Can you copy out, word for word, the lines starting with the one that contains "Return the polygon of every instance of the sky" and continuing through the last line?

Excerpts from segmentation records:
[START]
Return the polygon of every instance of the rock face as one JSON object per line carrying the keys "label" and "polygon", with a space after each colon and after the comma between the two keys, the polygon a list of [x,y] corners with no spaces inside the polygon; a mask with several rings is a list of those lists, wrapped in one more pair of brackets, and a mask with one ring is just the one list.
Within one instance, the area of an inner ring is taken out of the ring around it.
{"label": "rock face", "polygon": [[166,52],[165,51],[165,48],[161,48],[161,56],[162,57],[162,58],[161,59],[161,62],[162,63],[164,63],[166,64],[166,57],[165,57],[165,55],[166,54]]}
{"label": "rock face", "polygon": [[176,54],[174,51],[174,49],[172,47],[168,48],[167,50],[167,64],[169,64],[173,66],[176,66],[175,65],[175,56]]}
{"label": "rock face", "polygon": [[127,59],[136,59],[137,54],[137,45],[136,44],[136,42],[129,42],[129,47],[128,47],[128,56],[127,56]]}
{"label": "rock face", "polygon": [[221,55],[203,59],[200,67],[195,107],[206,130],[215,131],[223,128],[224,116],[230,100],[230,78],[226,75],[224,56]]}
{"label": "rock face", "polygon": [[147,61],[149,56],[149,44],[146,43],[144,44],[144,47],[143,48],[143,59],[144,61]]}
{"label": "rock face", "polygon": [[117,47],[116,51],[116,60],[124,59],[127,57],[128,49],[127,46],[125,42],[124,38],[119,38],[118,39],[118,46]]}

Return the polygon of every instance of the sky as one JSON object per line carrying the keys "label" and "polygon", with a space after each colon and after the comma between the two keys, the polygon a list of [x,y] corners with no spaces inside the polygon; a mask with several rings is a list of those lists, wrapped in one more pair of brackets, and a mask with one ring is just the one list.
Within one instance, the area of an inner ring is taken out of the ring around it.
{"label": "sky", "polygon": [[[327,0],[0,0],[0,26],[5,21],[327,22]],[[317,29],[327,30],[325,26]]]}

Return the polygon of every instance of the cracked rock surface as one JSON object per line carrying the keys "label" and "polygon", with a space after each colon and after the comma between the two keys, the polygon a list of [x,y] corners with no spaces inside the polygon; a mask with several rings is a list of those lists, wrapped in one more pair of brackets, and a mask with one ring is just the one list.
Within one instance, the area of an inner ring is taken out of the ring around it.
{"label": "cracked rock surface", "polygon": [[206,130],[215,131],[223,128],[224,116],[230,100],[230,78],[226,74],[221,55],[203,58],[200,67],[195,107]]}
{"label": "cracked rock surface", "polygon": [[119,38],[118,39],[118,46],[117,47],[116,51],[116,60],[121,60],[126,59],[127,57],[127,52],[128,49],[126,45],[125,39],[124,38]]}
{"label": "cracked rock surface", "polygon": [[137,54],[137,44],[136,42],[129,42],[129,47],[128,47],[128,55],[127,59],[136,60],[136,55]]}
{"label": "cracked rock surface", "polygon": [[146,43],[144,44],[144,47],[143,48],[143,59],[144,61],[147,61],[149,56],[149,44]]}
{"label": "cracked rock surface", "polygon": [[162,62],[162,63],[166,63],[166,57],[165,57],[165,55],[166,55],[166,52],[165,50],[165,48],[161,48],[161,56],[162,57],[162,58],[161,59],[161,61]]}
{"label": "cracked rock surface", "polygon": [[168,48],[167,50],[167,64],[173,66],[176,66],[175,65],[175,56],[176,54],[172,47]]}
[END]
▸ **TASK OUTPUT**:
Return the polygon of every instance of the sky as one JSON object per line carrying the keys "label" and "polygon", with a space after each colon and after the comma between the two keys, the polygon a list of [x,y] corners with no spaces inside the polygon; a mask with several rings is a list of those lists, wrapped in one more pair of brackets, and a mask with one ring is just the one list.
Within one instance, the area of an inner ring is taken out of the ring around it.
{"label": "sky", "polygon": [[[327,0],[0,0],[0,26],[5,21],[327,22]],[[317,29],[327,30],[325,26]]]}

Return the polygon of every instance of the cracked rock surface as one JSON object per line carrying the keys "label" and "polygon", with a space after each colon and after the comma between the two keys, the polygon a list of [x,y] corners with no spaces inside the polygon; a mask with several rings is a list of those lists, wrapped in one more pair of brackets, and a mask with one ring is just the one list.
Within one instance, the area of an inner ring is taken out of the ring around it.
{"label": "cracked rock surface", "polygon": [[206,130],[215,131],[223,128],[224,116],[230,100],[230,78],[226,74],[221,55],[203,58],[200,67],[195,107]]}
{"label": "cracked rock surface", "polygon": [[119,38],[118,39],[118,46],[117,47],[116,51],[116,60],[121,60],[126,59],[127,57],[127,52],[128,49],[126,45],[125,39],[124,38]]}
{"label": "cracked rock surface", "polygon": [[137,54],[137,44],[136,42],[129,42],[129,47],[128,47],[128,55],[127,59],[136,60],[136,55]]}
{"label": "cracked rock surface", "polygon": [[146,43],[144,44],[144,47],[143,48],[143,59],[144,61],[147,61],[149,56],[149,44]]}
{"label": "cracked rock surface", "polygon": [[162,62],[162,63],[166,63],[166,57],[165,57],[165,55],[166,55],[166,52],[165,50],[165,48],[161,48],[161,56],[162,57],[162,58],[161,59],[161,61]]}
{"label": "cracked rock surface", "polygon": [[168,48],[167,50],[167,64],[173,66],[176,66],[175,65],[175,56],[176,54],[172,47]]}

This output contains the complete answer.